PROBLEM TO WORK ON
Rewrite the data below with every occurrence of "photo" changed to "image", keeping everything else the same. Omit the pictures from your output.
===== RECORDS FOR THIS EXERCISE
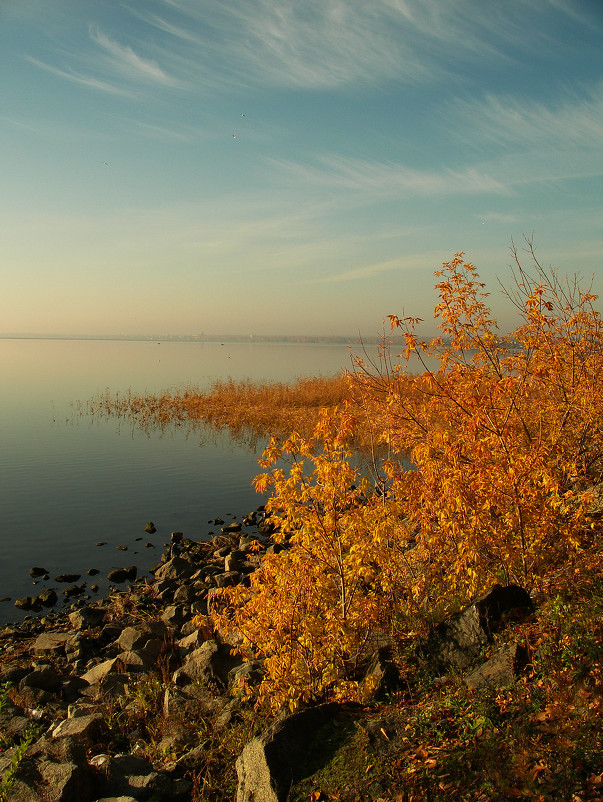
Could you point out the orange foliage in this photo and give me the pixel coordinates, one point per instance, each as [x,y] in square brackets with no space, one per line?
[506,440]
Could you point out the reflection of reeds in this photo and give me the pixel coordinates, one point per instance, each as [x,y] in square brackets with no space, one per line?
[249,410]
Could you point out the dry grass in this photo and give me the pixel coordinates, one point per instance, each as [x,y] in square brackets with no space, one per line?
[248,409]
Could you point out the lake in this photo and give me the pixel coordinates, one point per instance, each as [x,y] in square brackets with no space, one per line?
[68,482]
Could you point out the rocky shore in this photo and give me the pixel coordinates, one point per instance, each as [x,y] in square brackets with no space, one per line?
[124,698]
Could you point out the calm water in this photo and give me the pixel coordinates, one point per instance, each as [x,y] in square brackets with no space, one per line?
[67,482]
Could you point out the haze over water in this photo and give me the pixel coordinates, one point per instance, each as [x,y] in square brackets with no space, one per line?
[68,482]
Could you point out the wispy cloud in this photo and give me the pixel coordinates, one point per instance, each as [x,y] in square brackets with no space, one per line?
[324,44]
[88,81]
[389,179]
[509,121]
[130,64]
==========
SOLUTION TO THIS EXERCISE
Could you point out the orange foliage in this image and give me the pixel coordinates, one point per instance, each as [x,y] in square brackets with no space, one per line?
[506,440]
Could you point out the reflection of reeds in this image and give me the pixel coordinates, one point per instance, each as [x,y] in square brackets with no space, one per line?
[249,410]
Could you point out the dry grass in this image and give me the pixel coordinates, one point per instance, each as [x,y] in square brackets with no space, one per line?
[248,409]
Could you point out the lake in this image and give me the pixel coordinates, one point per instance, each as [x,y] in square brackets with no space, one per line?
[68,482]
Could you point out the rocky shore in this image and give me the pixel coordinates, one point per instance, each as [x,y] in square brackets with no space, one per line?
[124,698]
Could you point out the calm water in this image and give me the pixel coordinates, one point per instance, each as [x,y] in square brackets with no space, one per line?
[67,482]
Could you point out the haze over water in this image and give me the pixel coordinates, one point per instance, each as [x,y] in square brackets with no space, one per line?
[68,482]
Could you point out the wispy cloud in this image and give me the pixel coordinates, one point per instance, each as [x,y] in square brackets with no space, one per line?
[324,44]
[88,81]
[389,179]
[509,121]
[130,64]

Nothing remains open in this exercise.